##### RECORD SET #####

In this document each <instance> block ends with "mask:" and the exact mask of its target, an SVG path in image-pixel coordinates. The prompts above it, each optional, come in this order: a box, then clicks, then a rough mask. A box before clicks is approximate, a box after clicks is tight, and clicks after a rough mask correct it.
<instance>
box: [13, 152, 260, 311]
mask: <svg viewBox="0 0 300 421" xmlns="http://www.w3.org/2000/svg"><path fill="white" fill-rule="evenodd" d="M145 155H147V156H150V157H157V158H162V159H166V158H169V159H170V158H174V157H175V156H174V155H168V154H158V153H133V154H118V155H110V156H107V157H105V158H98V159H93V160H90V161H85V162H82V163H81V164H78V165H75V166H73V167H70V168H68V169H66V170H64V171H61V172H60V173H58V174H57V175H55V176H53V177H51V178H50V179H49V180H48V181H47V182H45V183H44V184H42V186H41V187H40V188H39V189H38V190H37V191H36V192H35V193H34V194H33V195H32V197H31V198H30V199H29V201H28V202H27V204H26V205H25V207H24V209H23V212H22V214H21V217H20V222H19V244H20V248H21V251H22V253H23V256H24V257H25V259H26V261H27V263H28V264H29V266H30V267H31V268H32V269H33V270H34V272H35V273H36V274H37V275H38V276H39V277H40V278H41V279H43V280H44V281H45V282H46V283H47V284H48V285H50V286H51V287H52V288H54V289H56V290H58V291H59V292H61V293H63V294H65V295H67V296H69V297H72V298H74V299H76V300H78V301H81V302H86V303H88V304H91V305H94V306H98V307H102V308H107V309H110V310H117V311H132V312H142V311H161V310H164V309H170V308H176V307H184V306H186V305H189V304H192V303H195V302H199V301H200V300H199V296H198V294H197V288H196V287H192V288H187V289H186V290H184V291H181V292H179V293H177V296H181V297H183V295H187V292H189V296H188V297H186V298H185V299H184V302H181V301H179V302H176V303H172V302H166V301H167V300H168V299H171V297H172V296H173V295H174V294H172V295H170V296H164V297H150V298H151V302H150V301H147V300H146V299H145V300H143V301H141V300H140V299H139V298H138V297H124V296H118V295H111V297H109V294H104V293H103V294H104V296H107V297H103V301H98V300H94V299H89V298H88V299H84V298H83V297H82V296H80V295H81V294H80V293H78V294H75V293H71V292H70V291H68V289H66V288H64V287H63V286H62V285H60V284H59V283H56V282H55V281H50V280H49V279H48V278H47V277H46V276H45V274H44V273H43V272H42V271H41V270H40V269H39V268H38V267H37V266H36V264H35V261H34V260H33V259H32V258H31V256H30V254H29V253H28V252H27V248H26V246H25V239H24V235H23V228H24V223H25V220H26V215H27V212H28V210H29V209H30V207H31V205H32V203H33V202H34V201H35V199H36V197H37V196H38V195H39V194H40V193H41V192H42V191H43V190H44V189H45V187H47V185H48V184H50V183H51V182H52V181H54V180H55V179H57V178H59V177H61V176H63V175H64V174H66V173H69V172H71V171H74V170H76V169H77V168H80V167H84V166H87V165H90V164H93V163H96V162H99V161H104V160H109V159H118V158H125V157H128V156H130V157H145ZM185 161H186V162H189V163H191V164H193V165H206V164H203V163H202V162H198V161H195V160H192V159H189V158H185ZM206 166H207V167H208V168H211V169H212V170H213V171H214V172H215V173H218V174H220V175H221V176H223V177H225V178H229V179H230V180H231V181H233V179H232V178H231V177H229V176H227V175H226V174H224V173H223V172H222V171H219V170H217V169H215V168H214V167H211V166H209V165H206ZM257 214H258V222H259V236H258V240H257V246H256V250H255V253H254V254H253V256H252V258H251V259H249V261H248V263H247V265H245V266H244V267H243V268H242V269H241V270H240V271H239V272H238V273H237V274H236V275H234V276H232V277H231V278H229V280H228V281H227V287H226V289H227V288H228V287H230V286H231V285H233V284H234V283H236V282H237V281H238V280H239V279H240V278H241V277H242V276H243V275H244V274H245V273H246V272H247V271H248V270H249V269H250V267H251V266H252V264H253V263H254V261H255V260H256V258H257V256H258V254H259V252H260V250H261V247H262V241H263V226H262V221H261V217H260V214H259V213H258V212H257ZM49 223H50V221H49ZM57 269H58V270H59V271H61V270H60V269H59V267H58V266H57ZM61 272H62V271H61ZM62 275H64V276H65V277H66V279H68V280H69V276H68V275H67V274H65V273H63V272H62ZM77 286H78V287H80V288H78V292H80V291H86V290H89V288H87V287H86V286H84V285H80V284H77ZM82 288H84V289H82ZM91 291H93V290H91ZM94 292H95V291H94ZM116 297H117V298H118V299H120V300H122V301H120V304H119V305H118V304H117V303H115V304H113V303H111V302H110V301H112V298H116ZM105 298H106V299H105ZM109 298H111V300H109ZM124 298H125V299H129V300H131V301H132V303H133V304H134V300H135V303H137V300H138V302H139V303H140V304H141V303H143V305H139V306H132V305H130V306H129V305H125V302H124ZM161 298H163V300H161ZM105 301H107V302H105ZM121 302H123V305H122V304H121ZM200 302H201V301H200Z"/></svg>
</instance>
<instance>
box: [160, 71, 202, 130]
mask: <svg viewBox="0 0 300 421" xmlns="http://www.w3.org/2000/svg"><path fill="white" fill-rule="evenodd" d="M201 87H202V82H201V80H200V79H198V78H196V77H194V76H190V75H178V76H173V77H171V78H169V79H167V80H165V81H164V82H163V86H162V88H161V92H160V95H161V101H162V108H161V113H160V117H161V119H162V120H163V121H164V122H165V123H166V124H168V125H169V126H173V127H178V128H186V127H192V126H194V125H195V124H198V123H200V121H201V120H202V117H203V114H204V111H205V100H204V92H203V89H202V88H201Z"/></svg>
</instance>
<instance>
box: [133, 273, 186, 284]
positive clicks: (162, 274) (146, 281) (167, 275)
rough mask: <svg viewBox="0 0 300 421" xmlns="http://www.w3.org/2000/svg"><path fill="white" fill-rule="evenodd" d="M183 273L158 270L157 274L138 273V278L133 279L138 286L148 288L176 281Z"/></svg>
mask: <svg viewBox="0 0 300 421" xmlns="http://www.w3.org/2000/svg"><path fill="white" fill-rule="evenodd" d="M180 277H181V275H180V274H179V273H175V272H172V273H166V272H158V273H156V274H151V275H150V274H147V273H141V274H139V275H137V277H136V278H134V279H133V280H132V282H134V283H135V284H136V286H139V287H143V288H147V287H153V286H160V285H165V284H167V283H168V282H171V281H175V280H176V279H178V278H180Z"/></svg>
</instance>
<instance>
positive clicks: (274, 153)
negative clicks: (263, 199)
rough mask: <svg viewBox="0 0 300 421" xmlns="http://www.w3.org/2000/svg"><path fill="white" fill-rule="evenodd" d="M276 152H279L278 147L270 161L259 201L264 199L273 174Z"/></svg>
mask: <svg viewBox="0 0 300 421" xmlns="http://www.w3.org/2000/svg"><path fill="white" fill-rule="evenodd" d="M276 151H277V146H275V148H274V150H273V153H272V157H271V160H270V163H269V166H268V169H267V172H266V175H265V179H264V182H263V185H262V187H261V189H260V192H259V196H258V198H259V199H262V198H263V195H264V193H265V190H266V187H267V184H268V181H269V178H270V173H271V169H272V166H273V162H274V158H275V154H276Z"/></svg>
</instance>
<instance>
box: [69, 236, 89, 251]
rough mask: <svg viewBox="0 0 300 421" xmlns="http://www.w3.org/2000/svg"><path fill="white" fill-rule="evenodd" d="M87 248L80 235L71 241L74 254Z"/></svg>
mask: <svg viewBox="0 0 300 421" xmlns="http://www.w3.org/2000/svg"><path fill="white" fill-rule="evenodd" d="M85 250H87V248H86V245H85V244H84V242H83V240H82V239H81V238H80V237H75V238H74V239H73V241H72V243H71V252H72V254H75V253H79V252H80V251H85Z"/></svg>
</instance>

#####

Write the entries out again, exactly and completely.

ANSWER TO THIS TASK:
In this document each <instance> block ends with "mask:" and the exact mask of its target, an SVG path in image-pixel coordinates. The prompts above it, each optional, come in this order: a box, then clicks, then a rough mask. A box before clicks is approximate, a box after clicks is tight, and clicks after a rough mask correct it.
<instance>
box: [13, 152, 260, 311]
mask: <svg viewBox="0 0 300 421" xmlns="http://www.w3.org/2000/svg"><path fill="white" fill-rule="evenodd" d="M145 155H147V156H150V157H157V158H162V159H166V158H169V159H170V158H174V157H175V156H174V155H168V154H158V153H133V154H118V155H110V156H107V157H105V158H98V159H93V160H90V161H85V162H82V163H81V164H78V165H75V166H73V167H70V168H68V169H66V170H64V171H61V172H60V173H58V174H57V175H55V176H53V177H51V178H50V179H49V180H48V181H47V182H45V183H44V184H42V186H41V187H40V188H39V189H38V190H37V191H36V192H35V193H34V194H33V195H32V197H31V198H30V199H29V201H28V202H27V204H26V205H25V207H24V209H23V212H22V214H21V217H20V222H19V244H20V248H21V251H22V253H23V256H24V257H25V259H26V261H27V263H28V264H29V266H30V267H31V268H32V269H33V270H34V272H35V273H36V274H37V275H38V276H39V277H40V278H41V279H43V280H44V281H45V282H46V283H47V284H48V285H50V286H51V287H52V288H54V289H56V290H58V291H59V292H61V293H63V294H65V295H67V296H69V297H72V298H74V299H76V300H78V301H81V302H86V303H88V304H91V305H94V306H98V307H102V308H107V309H110V310H117V311H132V312H142V311H161V310H164V309H170V308H176V307H184V306H186V305H189V304H192V303H195V302H199V301H200V300H199V296H198V294H197V288H196V287H192V288H187V289H186V290H184V291H181V292H179V293H177V296H181V297H183V295H187V292H189V296H188V297H186V298H185V299H184V302H181V301H179V302H176V303H172V302H166V301H167V300H168V299H171V297H172V296H173V295H174V294H172V295H170V296H164V297H150V298H151V302H150V301H147V300H146V299H145V300H143V301H141V300H140V299H139V298H138V297H124V296H118V295H111V297H109V294H104V293H103V294H104V296H107V297H103V301H98V300H94V299H89V298H88V299H84V298H83V297H82V296H80V295H81V294H80V293H78V294H75V293H71V292H70V291H68V289H66V288H64V287H63V286H62V285H60V284H59V283H56V282H55V281H50V280H49V279H48V278H47V277H46V276H45V274H44V273H43V272H42V271H41V270H40V269H39V268H38V267H37V266H36V264H35V261H34V260H33V259H32V258H31V256H30V254H29V253H28V252H27V248H26V246H25V239H24V235H23V228H24V223H25V220H26V215H27V212H28V210H29V209H30V207H31V205H32V203H33V202H34V201H35V199H36V197H37V196H38V195H39V194H40V193H41V192H42V191H43V190H44V189H45V187H47V185H48V184H50V183H51V182H52V181H54V180H55V179H57V178H59V177H61V176H63V175H64V174H66V173H69V172H71V171H74V170H76V169H77V168H80V167H84V166H87V165H90V164H93V163H96V162H99V161H104V160H109V159H118V158H125V157H128V156H130V157H145ZM185 161H186V162H189V163H191V164H193V165H206V164H203V163H202V162H198V161H195V160H192V159H189V158H185ZM206 166H207V167H208V168H211V169H212V170H213V171H214V172H215V173H218V174H220V175H221V176H223V177H225V178H229V179H230V180H231V181H233V179H232V178H231V177H229V176H227V175H226V174H224V173H223V172H222V171H219V170H217V169H215V168H214V167H211V166H209V165H206ZM257 214H258V222H259V236H258V240H257V246H256V250H255V253H254V254H253V256H252V258H251V259H249V261H248V263H247V265H245V266H244V267H243V268H242V269H241V270H240V271H239V272H238V273H237V274H236V275H234V276H232V277H231V278H229V280H228V281H227V287H226V289H227V288H228V287H230V286H231V285H233V284H234V283H236V282H237V281H238V280H239V279H240V278H241V277H242V276H243V275H244V274H245V273H246V272H247V271H248V270H249V269H250V267H251V266H252V264H253V263H254V261H255V260H256V258H257V256H258V254H259V252H260V250H261V247H262V241H263V226H262V221H261V217H260V214H259V213H258V212H257ZM49 223H50V221H49ZM57 269H58V270H59V271H61V270H60V269H59V267H58V266H57ZM61 272H62V271H61ZM62 275H64V276H65V277H66V279H68V280H69V276H68V275H67V274H65V273H63V272H62ZM77 286H78V287H80V288H78V292H80V291H86V290H89V288H87V287H86V286H84V285H80V284H77ZM82 288H84V289H82ZM91 291H93V290H91ZM94 292H95V291H94ZM116 297H117V298H118V299H120V300H122V301H120V304H119V305H118V304H117V303H115V304H113V303H111V302H110V301H112V298H116ZM105 298H106V299H105ZM109 298H111V300H109ZM124 298H125V299H129V300H131V301H132V303H133V304H134V300H135V303H137V300H138V302H139V303H140V304H141V303H143V305H139V306H132V305H130V306H129V305H125V302H124ZM161 298H163V300H161ZM105 301H107V302H105ZM121 302H123V305H122V304H121ZM200 302H201V301H200Z"/></svg>
</instance>
<instance>
box: [160, 71, 202, 130]
mask: <svg viewBox="0 0 300 421" xmlns="http://www.w3.org/2000/svg"><path fill="white" fill-rule="evenodd" d="M201 87H202V82H201V80H200V79H198V78H196V77H194V76H190V75H178V76H173V77H171V78H169V79H167V80H165V81H164V82H163V86H162V88H161V92H160V95H161V101H162V108H161V113H160V117H161V119H162V120H163V121H164V122H165V123H166V124H168V125H169V126H173V127H178V128H186V127H192V126H194V125H195V124H198V123H200V121H201V120H202V117H203V114H204V111H205V100H204V92H203V89H202V88H201Z"/></svg>
</instance>
<instance>
box: [133, 273, 186, 284]
positive clicks: (162, 274) (146, 281) (167, 275)
rough mask: <svg viewBox="0 0 300 421" xmlns="http://www.w3.org/2000/svg"><path fill="white" fill-rule="evenodd" d="M183 273L158 270L157 274L138 273V278L133 279L138 286L148 288L176 281Z"/></svg>
mask: <svg viewBox="0 0 300 421" xmlns="http://www.w3.org/2000/svg"><path fill="white" fill-rule="evenodd" d="M180 277H181V275H180V274H179V273H175V272H172V273H166V272H158V273H156V274H151V275H150V274H147V273H141V274H139V275H137V277H136V278H134V279H133V280H132V282H134V283H135V284H136V286H139V287H143V288H147V287H153V286H160V285H165V284H167V283H168V282H171V281H175V280H176V279H178V278H180Z"/></svg>
</instance>
<instance>
positive clicks: (274, 153)
negative clicks: (263, 199)
rough mask: <svg viewBox="0 0 300 421" xmlns="http://www.w3.org/2000/svg"><path fill="white" fill-rule="evenodd" d="M276 152H279L278 147L270 161L259 201L264 199L273 174Z"/></svg>
mask: <svg viewBox="0 0 300 421" xmlns="http://www.w3.org/2000/svg"><path fill="white" fill-rule="evenodd" d="M276 151H277V146H275V148H274V150H273V153H272V157H271V160H270V163H269V166H268V169H267V172H266V175H265V179H264V182H263V185H262V187H261V189H260V192H259V196H258V198H259V199H262V198H263V195H264V193H265V190H266V187H267V184H268V181H269V178H270V173H271V169H272V166H273V162H274V158H275V154H276Z"/></svg>
</instance>
<instance>
box: [69, 236, 89, 251]
rough mask: <svg viewBox="0 0 300 421" xmlns="http://www.w3.org/2000/svg"><path fill="white" fill-rule="evenodd" d="M87 248L80 235L71 241L74 254Z"/></svg>
mask: <svg viewBox="0 0 300 421" xmlns="http://www.w3.org/2000/svg"><path fill="white" fill-rule="evenodd" d="M85 250H87V248H86V245H85V244H84V242H83V240H82V239H81V238H80V237H75V238H74V239H73V241H72V243H71V252H72V254H75V253H79V252H80V251H85Z"/></svg>
</instance>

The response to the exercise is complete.